-- Given data follows --

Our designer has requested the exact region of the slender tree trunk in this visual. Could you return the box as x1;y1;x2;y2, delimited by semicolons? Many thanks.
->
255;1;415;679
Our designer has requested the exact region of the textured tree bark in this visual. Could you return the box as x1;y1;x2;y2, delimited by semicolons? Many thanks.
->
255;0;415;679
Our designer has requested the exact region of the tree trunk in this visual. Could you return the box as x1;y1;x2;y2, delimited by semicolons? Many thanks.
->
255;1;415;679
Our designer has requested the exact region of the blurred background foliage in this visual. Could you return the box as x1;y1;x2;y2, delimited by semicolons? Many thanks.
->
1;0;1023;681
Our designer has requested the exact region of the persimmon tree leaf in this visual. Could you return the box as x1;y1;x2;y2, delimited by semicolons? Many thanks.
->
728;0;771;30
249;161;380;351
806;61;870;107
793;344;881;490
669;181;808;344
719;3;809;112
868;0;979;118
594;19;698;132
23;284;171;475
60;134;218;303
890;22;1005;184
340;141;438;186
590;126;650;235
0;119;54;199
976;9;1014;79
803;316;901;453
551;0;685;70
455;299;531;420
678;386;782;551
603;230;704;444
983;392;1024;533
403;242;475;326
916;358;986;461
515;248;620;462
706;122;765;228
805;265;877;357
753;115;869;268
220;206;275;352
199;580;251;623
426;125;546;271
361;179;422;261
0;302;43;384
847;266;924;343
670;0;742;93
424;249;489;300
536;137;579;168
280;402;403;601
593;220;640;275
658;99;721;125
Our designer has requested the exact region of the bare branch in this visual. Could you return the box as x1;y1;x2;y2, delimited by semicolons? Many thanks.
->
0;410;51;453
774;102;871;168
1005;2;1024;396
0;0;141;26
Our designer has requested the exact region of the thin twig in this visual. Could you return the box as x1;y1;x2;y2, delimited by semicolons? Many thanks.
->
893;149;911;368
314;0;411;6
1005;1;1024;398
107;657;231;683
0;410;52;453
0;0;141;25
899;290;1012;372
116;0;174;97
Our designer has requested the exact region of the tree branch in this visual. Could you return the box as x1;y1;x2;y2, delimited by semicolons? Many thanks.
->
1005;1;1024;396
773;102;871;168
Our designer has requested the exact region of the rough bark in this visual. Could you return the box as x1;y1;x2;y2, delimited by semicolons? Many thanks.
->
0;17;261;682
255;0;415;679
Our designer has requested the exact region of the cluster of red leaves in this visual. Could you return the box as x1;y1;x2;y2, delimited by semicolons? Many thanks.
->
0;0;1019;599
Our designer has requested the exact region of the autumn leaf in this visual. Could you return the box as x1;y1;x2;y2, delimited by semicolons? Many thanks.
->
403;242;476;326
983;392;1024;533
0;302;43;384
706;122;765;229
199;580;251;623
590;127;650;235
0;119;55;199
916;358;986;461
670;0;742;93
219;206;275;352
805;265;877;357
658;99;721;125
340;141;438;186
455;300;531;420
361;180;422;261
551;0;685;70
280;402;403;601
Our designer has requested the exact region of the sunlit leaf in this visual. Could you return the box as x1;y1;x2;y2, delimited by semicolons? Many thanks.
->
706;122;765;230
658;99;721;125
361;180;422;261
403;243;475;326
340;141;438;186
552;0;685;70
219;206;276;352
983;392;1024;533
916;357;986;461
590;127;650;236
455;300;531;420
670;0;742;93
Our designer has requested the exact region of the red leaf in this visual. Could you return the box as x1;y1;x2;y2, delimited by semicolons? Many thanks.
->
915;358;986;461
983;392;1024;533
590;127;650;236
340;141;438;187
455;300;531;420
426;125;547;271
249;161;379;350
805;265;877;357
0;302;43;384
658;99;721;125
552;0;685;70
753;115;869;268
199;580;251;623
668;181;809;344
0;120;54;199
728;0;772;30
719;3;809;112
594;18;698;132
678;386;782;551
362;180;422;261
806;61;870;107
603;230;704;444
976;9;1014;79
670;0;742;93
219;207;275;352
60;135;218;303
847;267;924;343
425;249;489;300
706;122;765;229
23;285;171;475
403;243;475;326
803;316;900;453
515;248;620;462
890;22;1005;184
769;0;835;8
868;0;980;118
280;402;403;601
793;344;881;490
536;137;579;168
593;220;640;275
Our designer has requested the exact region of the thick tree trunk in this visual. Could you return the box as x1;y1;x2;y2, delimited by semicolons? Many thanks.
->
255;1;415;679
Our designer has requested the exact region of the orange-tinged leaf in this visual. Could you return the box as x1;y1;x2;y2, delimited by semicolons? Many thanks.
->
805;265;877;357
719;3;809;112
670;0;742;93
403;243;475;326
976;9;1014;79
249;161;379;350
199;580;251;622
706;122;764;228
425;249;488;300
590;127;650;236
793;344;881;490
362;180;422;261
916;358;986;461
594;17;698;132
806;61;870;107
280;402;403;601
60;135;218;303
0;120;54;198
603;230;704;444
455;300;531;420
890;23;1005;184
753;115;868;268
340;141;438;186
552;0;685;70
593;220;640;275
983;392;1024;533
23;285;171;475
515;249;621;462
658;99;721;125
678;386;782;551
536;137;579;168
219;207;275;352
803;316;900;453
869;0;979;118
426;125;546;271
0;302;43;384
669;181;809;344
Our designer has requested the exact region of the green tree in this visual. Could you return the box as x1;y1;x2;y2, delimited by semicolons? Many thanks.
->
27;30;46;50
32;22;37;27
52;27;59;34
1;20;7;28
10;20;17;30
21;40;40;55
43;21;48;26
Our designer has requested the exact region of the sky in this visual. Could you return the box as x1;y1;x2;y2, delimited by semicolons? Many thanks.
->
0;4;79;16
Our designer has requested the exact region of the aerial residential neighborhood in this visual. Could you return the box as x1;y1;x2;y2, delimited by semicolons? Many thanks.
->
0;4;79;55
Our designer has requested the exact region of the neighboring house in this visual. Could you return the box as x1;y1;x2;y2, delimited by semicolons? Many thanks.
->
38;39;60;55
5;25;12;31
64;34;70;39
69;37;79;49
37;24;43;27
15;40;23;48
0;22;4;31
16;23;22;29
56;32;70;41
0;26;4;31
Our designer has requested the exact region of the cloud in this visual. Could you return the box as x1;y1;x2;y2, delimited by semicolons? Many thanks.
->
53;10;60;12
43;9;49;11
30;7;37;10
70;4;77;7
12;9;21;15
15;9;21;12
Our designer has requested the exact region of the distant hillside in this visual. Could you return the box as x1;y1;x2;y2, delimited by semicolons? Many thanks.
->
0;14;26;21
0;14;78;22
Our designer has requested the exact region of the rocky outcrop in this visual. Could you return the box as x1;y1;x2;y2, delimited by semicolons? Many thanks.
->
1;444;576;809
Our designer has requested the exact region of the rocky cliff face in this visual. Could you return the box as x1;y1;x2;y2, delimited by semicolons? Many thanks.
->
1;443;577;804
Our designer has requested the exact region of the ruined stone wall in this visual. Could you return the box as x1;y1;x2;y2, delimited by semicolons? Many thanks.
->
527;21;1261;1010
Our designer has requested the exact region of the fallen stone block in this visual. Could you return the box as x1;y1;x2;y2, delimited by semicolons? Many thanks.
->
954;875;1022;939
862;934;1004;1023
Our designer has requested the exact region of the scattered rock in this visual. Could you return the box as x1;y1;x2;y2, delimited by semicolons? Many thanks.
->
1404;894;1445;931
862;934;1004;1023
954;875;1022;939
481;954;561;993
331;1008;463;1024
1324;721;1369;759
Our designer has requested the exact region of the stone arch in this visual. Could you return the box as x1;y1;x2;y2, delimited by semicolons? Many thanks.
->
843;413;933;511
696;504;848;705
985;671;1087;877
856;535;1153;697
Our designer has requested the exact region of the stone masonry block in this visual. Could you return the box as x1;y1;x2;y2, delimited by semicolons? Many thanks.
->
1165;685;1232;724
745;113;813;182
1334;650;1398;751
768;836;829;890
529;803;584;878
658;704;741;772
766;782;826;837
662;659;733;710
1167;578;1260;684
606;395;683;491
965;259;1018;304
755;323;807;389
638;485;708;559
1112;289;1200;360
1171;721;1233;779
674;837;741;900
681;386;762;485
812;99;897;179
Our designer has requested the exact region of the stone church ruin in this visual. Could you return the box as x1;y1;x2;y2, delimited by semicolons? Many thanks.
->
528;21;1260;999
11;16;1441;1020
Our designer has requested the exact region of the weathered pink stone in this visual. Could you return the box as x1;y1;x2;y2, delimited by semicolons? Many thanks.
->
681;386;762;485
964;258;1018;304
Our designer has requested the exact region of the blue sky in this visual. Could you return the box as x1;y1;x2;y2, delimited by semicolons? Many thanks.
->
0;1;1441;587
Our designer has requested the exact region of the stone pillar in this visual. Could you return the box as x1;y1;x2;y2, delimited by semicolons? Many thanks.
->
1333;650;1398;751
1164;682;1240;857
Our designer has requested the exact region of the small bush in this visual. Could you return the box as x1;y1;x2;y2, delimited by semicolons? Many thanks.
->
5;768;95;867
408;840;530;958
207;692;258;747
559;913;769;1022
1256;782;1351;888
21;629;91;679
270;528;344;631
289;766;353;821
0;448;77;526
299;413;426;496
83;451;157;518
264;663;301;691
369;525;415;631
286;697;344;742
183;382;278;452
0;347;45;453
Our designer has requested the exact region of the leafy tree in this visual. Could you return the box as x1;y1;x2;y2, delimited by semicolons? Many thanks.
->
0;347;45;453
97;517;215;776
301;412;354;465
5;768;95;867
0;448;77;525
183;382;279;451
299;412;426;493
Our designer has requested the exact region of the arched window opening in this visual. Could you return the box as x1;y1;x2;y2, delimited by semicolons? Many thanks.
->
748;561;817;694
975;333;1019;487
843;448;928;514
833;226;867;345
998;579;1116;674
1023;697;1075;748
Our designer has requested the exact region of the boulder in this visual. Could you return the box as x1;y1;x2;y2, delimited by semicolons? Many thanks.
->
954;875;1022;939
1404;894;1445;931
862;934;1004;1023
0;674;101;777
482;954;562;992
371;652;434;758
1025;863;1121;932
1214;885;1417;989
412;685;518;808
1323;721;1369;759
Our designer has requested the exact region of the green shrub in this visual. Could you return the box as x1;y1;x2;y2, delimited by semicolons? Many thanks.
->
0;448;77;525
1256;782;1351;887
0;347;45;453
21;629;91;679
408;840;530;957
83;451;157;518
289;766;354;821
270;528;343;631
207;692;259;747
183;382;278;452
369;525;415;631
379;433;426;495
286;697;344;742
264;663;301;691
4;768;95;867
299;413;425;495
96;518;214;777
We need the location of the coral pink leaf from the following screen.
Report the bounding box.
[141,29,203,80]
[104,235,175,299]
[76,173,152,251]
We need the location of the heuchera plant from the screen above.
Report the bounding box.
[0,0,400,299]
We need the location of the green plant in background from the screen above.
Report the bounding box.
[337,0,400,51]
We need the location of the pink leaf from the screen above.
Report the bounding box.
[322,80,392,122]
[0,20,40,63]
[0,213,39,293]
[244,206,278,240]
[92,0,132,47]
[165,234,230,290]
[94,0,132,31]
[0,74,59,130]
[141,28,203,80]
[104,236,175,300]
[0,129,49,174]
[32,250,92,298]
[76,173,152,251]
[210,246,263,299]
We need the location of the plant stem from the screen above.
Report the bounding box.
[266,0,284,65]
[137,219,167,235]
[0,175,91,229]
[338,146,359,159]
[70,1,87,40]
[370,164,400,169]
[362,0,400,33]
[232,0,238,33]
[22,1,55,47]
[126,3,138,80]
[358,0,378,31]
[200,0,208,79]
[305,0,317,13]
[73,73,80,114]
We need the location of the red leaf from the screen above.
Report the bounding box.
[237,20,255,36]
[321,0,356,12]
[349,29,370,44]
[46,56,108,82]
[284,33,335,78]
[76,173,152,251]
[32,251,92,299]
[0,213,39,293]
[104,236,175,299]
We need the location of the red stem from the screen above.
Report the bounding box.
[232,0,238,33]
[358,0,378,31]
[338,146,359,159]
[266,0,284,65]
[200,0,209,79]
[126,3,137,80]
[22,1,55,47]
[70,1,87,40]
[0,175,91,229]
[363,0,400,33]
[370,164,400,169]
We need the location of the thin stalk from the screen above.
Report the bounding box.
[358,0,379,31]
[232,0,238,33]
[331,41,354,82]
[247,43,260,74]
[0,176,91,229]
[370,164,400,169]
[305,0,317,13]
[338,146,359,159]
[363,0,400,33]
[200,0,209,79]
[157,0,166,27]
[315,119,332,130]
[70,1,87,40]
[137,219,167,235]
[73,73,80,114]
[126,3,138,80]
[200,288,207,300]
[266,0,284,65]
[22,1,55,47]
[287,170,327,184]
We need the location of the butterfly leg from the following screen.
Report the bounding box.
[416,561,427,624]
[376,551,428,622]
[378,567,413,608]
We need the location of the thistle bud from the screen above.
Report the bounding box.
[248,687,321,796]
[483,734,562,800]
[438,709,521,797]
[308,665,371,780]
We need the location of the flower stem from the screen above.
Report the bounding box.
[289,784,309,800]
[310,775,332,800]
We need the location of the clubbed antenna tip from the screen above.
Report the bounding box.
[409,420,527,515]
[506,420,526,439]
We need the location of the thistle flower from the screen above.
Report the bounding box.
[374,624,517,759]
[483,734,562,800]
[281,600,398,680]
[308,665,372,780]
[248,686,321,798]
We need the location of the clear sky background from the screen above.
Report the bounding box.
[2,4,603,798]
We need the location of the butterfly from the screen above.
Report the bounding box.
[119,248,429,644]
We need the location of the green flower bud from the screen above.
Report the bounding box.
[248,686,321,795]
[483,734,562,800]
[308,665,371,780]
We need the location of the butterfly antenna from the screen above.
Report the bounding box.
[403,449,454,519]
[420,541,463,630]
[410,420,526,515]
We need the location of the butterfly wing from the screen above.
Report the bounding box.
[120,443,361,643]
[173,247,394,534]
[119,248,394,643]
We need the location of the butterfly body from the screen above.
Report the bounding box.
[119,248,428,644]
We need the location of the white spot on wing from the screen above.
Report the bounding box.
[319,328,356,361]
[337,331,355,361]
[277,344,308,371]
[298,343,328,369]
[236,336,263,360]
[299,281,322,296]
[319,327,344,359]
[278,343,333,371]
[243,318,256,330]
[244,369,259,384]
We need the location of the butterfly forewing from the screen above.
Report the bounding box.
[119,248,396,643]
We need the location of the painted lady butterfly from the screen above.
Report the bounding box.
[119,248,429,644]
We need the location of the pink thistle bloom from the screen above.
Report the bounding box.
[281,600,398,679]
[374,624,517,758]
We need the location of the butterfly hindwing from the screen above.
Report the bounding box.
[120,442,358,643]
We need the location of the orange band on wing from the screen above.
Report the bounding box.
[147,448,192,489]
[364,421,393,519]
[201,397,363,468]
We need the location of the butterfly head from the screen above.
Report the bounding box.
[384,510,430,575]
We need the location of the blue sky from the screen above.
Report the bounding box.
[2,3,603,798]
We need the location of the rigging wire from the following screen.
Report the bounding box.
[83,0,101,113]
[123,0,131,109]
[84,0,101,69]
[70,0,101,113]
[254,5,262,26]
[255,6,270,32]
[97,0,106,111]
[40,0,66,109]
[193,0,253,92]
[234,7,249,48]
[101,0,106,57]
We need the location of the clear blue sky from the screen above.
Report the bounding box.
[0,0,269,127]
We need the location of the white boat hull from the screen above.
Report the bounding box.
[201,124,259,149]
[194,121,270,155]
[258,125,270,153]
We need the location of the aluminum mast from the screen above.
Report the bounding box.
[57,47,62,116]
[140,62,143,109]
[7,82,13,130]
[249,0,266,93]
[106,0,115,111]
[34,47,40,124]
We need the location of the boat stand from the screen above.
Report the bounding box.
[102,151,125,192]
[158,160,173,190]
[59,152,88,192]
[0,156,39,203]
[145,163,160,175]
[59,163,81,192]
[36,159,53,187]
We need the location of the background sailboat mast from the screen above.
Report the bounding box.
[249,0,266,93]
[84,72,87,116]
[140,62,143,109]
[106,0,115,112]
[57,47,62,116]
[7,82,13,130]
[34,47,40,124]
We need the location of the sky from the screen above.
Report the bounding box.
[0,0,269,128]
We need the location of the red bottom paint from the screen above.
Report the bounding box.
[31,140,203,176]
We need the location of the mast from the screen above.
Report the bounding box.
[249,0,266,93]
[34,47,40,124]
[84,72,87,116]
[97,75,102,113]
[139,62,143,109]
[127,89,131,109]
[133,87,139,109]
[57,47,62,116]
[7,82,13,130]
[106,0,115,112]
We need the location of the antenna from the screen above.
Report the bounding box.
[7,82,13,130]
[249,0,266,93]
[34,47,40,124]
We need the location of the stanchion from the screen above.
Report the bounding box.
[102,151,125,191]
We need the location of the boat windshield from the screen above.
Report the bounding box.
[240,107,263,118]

-- Given data concluded --

### About this exercise
Set down, unchanged, only those lines above that fall between the line with "We need the location of the red leaf" and the line with "We need the location of the thin", the two end lines included.

### Exercise response
We need the location of the red leaf from the screen above.
Report the bounding box.
[237,20,255,36]
[321,0,356,12]
[349,29,370,44]
[46,56,108,82]
[284,33,335,78]
[76,173,152,251]
[32,251,92,299]
[0,213,39,293]
[104,236,175,299]
We need the location of the red stem from the screen above.
Report the bounding box.
[232,0,238,33]
[358,0,378,31]
[338,146,359,159]
[266,0,284,65]
[200,0,209,79]
[126,3,137,80]
[22,1,55,47]
[70,1,87,40]
[0,175,91,229]
[363,0,400,33]
[370,164,400,169]
We need the location of the thin stalk from the screen above.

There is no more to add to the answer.